* _Description of the task_
The line containing "looking at this image rn and trying to find the hillside", plus every line that follows it to the end of the listing below, is what you transcribe exactly; omit all pictures.
++++++++++++++++++++
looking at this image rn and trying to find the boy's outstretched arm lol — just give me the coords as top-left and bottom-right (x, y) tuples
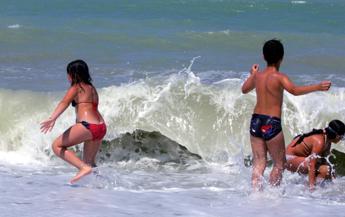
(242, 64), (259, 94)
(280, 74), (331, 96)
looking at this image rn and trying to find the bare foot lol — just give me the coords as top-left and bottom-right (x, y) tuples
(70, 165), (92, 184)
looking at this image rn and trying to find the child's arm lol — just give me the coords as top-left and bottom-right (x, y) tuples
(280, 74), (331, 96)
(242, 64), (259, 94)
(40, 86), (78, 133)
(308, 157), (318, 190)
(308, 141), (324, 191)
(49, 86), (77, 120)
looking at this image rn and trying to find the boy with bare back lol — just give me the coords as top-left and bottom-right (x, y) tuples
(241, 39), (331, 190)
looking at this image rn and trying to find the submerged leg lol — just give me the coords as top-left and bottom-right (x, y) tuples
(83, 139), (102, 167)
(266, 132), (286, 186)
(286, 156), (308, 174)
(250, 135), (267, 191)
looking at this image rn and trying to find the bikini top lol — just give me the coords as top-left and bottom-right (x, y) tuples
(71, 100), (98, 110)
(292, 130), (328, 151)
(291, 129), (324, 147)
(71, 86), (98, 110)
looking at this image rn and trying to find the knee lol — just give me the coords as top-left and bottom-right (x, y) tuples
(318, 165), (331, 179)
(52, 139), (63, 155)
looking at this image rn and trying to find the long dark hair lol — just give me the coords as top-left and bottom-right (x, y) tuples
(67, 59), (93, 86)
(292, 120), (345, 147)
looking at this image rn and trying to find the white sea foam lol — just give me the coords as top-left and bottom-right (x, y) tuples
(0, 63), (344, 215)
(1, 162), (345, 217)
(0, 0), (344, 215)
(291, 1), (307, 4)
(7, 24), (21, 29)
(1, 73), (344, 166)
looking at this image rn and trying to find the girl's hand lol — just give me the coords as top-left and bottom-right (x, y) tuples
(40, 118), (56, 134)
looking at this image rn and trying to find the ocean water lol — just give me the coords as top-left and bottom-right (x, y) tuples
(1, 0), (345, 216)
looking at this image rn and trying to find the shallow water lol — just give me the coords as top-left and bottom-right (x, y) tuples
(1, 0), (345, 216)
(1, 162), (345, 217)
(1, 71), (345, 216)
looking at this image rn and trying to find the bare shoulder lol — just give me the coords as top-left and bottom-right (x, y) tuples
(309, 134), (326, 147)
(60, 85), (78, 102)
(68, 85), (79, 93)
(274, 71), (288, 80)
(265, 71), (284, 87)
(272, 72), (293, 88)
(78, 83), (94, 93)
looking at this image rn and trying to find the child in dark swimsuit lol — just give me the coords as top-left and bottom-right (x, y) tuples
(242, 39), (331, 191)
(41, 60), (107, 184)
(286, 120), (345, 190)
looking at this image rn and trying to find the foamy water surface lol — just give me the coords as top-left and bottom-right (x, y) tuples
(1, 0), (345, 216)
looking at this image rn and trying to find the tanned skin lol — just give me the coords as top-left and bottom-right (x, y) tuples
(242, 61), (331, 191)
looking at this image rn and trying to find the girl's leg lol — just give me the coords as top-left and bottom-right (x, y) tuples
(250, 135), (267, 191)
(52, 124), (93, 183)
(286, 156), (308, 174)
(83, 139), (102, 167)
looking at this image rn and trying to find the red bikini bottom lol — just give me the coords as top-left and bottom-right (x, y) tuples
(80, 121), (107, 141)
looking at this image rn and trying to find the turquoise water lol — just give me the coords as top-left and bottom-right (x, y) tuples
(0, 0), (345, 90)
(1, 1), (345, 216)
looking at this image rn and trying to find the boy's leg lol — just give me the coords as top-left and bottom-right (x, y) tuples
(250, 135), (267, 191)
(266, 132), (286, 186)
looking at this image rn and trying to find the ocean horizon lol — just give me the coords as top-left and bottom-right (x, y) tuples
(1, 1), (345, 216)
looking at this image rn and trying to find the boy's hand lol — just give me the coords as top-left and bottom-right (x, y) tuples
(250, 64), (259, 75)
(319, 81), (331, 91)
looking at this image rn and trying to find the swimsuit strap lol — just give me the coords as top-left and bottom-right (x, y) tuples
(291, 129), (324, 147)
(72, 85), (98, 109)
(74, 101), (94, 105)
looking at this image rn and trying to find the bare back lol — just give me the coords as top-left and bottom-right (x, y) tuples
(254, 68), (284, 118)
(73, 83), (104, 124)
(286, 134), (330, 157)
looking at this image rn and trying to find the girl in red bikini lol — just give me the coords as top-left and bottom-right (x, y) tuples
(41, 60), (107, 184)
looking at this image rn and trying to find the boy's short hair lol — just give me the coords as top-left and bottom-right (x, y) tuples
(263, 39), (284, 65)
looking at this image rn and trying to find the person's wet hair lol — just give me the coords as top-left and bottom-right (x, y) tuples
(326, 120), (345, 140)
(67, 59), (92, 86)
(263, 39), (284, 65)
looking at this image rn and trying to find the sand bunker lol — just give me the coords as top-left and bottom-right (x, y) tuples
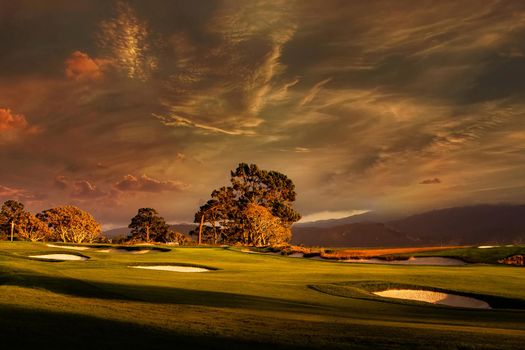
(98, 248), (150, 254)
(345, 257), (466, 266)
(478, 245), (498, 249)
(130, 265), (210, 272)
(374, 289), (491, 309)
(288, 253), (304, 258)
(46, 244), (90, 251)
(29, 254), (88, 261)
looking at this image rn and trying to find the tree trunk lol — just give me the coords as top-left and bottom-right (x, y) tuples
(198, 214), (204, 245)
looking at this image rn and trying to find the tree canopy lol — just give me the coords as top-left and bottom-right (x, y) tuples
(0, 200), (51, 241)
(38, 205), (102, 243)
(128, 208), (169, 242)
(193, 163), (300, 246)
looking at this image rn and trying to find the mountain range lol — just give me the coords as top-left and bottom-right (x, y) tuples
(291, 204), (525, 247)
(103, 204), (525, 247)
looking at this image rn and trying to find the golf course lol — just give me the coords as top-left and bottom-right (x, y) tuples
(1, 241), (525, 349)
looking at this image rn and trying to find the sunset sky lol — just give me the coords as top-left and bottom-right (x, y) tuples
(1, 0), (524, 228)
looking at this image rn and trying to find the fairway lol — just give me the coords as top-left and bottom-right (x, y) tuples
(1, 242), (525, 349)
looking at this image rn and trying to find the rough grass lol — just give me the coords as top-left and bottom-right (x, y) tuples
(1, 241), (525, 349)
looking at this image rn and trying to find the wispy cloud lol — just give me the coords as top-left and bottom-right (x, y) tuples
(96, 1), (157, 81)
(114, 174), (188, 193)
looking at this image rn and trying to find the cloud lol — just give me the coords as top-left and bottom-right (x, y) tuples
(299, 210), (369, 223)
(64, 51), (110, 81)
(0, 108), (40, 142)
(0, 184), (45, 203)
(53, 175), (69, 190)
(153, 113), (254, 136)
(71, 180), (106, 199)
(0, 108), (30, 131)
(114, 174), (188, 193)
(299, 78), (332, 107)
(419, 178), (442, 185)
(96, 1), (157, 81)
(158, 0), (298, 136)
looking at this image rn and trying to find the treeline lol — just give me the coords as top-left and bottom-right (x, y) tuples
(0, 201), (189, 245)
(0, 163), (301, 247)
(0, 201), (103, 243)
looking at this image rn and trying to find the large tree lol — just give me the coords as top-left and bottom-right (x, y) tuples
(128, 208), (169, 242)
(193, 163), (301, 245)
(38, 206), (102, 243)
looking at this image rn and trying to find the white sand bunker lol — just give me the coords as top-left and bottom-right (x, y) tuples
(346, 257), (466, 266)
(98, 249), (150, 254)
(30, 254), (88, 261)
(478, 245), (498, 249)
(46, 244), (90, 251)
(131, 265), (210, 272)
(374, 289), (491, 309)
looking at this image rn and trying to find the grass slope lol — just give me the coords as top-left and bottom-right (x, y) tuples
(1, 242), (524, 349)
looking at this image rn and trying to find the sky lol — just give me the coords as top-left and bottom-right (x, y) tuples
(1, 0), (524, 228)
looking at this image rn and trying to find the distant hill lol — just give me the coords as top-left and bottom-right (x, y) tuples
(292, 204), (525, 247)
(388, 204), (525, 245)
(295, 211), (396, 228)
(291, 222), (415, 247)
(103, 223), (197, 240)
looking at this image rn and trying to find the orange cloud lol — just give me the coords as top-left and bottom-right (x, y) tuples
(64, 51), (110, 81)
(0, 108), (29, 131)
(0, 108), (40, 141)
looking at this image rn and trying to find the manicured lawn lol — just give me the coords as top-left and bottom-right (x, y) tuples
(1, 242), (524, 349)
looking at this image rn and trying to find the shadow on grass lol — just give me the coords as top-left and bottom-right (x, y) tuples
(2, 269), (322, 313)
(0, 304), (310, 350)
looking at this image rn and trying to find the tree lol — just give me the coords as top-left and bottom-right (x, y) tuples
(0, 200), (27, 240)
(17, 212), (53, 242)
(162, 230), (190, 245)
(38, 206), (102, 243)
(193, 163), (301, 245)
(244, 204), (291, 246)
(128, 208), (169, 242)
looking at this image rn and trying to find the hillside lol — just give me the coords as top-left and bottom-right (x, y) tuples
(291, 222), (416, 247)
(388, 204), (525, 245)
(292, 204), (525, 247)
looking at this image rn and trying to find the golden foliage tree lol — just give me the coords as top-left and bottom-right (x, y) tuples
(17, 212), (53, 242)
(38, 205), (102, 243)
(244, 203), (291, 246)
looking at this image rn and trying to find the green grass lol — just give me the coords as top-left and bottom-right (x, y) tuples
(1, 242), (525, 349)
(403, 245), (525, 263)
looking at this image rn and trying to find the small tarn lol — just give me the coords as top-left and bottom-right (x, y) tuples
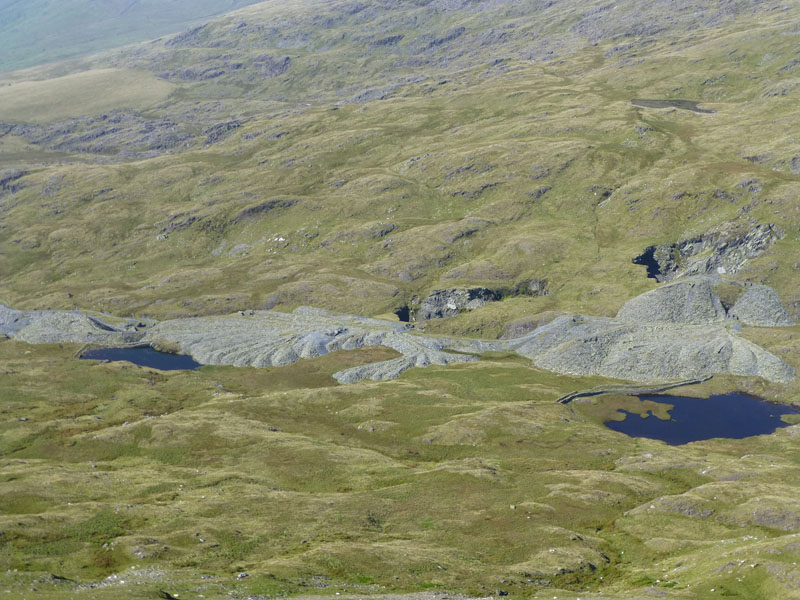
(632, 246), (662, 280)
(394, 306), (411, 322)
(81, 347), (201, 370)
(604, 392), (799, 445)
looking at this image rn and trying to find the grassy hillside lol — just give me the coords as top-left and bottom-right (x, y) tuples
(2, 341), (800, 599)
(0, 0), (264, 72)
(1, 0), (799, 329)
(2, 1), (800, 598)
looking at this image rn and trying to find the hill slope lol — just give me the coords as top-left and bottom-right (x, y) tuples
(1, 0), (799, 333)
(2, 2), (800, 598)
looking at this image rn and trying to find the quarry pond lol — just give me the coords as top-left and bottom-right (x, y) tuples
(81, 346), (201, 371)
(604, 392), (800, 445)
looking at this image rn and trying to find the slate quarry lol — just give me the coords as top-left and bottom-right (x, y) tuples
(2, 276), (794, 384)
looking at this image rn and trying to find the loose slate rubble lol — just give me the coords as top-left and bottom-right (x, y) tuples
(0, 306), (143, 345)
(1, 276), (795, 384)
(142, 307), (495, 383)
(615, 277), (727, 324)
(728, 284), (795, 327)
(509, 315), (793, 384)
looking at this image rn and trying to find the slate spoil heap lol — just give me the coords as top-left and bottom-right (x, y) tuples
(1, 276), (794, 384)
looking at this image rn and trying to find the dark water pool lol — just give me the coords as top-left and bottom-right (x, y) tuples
++++++++++++++++++++
* _Result of this task_
looking at this image rn and trying to find the hillside lol — just give me the coords as top-left and bottom-right (x, y) tuples
(291, 222), (416, 247)
(388, 204), (525, 245)
(292, 204), (525, 247)
looking at this image rn and trying to find the golden foliage tree lol — just give me the coords as top-left and bottom-right (x, y) tuples
(17, 212), (53, 242)
(38, 205), (102, 243)
(244, 203), (291, 246)
looking at this image rn and trying to find the green grass lol — just give me the coords as top-left and bottom-right (x, y) tuples
(1, 242), (525, 349)
(403, 245), (525, 263)
looking at this image rn and trying to find the small tarn lol — just give me the coords as top-left and bottom-right (x, y) tuples
(632, 246), (662, 280)
(394, 306), (411, 322)
(81, 347), (201, 370)
(604, 392), (799, 445)
looking at this image rn and trying to find the grassy hillside lol — just give me the coords as top-left and bottom-right (x, y) tuples
(2, 341), (800, 599)
(0, 0), (264, 72)
(1, 0), (799, 329)
(2, 1), (800, 598)
looking at this image rn and trying to find the hill slope lol — just give me the coords as top-left and bottom-right (x, y) tuples
(1, 0), (799, 333)
(2, 2), (800, 598)
looking at this image rn and trying to find the quarry pond lol — just give me the coords as top-left and bottom-right (x, y) tuples
(81, 346), (201, 371)
(604, 392), (800, 445)
looking at this image rn and trying to find the slate quarry lol — just give me the coords as top-left and bottom-right (x, y) tuples
(2, 276), (794, 384)
looking at this image rn and trying to find the loose slate rubble lol — just give me the coords as top-left and bottom-right (x, y) tuples
(0, 306), (143, 345)
(1, 276), (795, 384)
(142, 307), (495, 383)
(615, 277), (727, 324)
(728, 284), (795, 327)
(509, 315), (793, 384)
looking at this image rn and trying to find the slate spoil heap lol — just give me the coords as top-left and bottom-right (x, y) tuples
(1, 276), (794, 384)
looking at this image rn and trying to find the dark water pool lol — just give me the coords as top-left and bottom-right (x, y) tuples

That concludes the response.